Find every line containing the string "tree" in the data below, and report how many there are, with no other words.

* **MATERIALS PROVIDED**:
****
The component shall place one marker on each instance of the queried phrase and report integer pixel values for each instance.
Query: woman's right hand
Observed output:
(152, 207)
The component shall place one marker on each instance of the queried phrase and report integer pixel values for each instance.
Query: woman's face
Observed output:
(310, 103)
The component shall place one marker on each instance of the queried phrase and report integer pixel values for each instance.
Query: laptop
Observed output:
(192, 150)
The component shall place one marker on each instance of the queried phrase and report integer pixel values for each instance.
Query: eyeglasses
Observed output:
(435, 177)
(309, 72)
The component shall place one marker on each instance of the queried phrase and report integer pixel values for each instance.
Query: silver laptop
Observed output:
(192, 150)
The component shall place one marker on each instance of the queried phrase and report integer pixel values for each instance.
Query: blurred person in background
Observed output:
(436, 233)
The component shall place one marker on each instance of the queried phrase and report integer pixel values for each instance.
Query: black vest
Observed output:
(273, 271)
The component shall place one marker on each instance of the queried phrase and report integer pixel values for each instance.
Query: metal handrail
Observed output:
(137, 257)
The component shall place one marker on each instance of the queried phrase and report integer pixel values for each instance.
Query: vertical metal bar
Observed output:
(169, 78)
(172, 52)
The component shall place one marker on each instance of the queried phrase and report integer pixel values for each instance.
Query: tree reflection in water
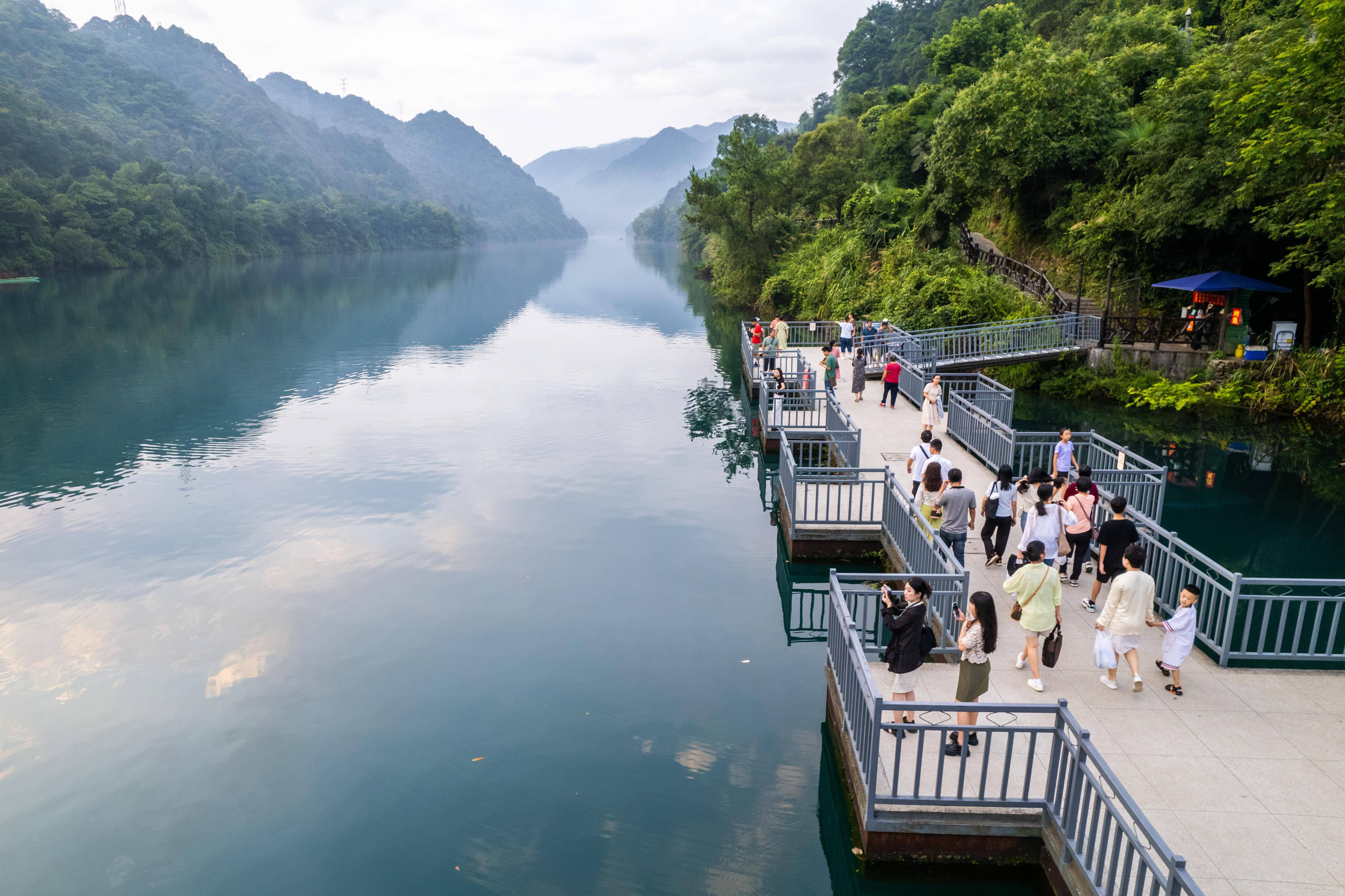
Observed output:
(715, 412)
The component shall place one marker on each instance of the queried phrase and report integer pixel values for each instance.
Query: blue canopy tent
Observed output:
(1224, 297)
(1218, 282)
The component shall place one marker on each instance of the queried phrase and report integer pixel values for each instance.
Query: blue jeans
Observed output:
(956, 540)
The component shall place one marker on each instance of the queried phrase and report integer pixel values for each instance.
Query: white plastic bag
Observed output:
(1104, 656)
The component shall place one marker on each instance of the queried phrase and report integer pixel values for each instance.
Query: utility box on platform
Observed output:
(1282, 335)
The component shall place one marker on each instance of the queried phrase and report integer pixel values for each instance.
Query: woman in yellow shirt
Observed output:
(1038, 591)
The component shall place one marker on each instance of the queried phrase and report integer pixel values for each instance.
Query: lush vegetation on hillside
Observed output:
(107, 166)
(1106, 135)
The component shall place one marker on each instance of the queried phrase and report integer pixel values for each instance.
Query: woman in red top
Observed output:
(891, 376)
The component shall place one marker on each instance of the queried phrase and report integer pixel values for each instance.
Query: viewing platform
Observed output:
(1235, 788)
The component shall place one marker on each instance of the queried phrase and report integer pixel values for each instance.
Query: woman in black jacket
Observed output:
(904, 656)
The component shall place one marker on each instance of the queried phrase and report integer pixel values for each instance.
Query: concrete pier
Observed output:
(1245, 774)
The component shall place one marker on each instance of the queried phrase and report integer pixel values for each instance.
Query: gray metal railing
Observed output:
(822, 447)
(1020, 340)
(989, 344)
(985, 437)
(830, 497)
(1048, 765)
(1116, 469)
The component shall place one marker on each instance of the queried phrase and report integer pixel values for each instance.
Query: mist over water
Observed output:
(392, 574)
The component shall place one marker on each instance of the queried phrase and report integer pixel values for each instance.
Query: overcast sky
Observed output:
(532, 76)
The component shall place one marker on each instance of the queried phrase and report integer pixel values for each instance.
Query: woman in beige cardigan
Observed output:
(1130, 609)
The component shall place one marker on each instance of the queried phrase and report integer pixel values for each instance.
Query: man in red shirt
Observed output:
(891, 377)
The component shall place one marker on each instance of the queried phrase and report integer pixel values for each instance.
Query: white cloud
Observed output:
(528, 75)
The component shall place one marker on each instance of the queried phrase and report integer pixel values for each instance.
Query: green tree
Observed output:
(1035, 123)
(740, 204)
(977, 44)
(1285, 108)
(829, 166)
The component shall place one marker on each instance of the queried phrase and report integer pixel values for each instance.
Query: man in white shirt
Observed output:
(921, 455)
(937, 458)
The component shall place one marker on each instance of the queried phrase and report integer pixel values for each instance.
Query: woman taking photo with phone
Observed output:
(903, 654)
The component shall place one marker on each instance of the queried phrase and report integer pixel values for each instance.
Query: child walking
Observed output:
(1180, 638)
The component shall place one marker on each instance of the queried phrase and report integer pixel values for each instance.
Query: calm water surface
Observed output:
(404, 574)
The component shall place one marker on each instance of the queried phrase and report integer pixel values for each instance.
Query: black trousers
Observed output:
(999, 529)
(1079, 551)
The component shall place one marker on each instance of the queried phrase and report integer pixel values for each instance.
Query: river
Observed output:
(407, 574)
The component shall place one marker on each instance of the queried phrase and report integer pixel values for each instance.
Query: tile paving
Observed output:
(1245, 774)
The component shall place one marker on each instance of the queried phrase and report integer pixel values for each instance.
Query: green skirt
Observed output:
(973, 680)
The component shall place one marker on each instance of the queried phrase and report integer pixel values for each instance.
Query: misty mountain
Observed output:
(448, 158)
(607, 186)
(315, 159)
(563, 167)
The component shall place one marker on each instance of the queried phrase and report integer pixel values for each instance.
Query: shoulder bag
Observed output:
(1062, 540)
(1052, 646)
(1017, 609)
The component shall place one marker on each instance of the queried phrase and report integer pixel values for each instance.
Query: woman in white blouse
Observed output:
(1045, 523)
(931, 409)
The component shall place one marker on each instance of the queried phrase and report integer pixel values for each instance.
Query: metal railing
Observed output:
(822, 447)
(1020, 340)
(1051, 766)
(813, 333)
(830, 497)
(1116, 469)
(802, 409)
(981, 434)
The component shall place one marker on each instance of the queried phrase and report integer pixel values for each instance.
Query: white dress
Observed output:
(1180, 638)
(930, 409)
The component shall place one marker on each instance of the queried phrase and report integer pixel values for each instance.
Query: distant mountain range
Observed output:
(317, 141)
(607, 186)
(447, 157)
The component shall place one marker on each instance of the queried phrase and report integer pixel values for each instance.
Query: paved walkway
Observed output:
(1245, 774)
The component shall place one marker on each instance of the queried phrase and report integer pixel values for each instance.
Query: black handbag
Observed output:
(1051, 648)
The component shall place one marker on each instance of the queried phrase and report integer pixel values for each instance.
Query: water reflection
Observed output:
(100, 371)
(715, 412)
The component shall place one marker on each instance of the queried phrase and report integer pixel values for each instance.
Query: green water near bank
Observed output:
(405, 574)
(1261, 498)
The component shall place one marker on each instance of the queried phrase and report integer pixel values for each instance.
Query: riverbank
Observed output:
(1308, 385)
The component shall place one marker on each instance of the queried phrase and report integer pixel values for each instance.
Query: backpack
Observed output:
(927, 641)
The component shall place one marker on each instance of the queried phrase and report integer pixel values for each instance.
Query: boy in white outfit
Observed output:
(1180, 638)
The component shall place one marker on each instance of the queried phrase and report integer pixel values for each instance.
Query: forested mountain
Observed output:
(104, 165)
(561, 167)
(607, 186)
(315, 159)
(1120, 143)
(448, 158)
(1121, 139)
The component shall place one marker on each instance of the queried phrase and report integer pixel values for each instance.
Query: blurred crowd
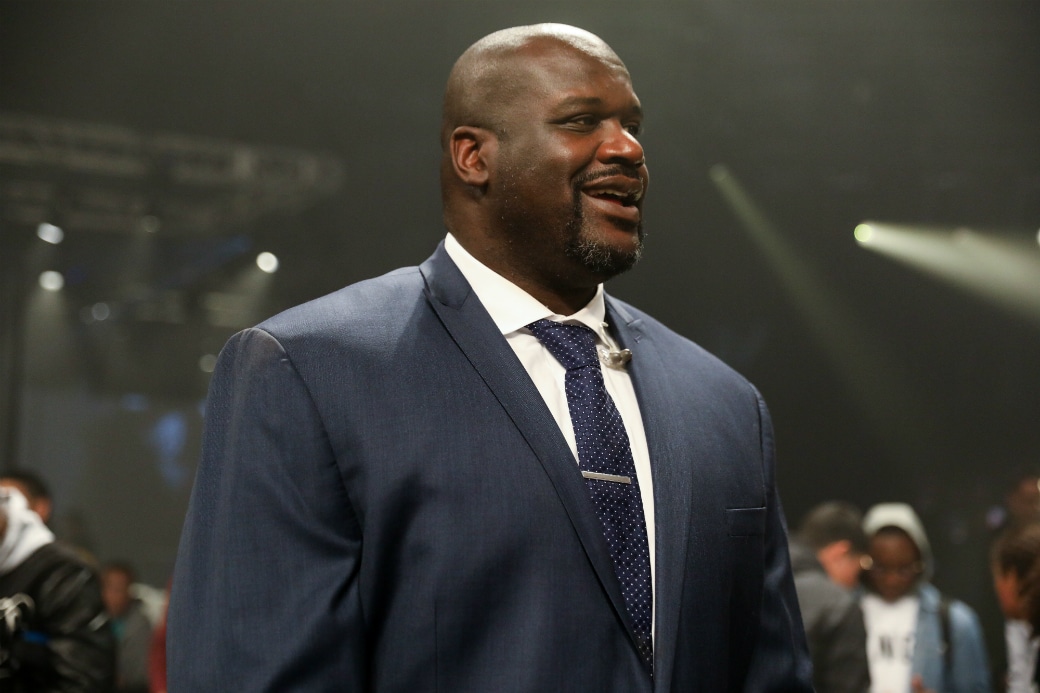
****
* **EXERCISE RESULT**: 2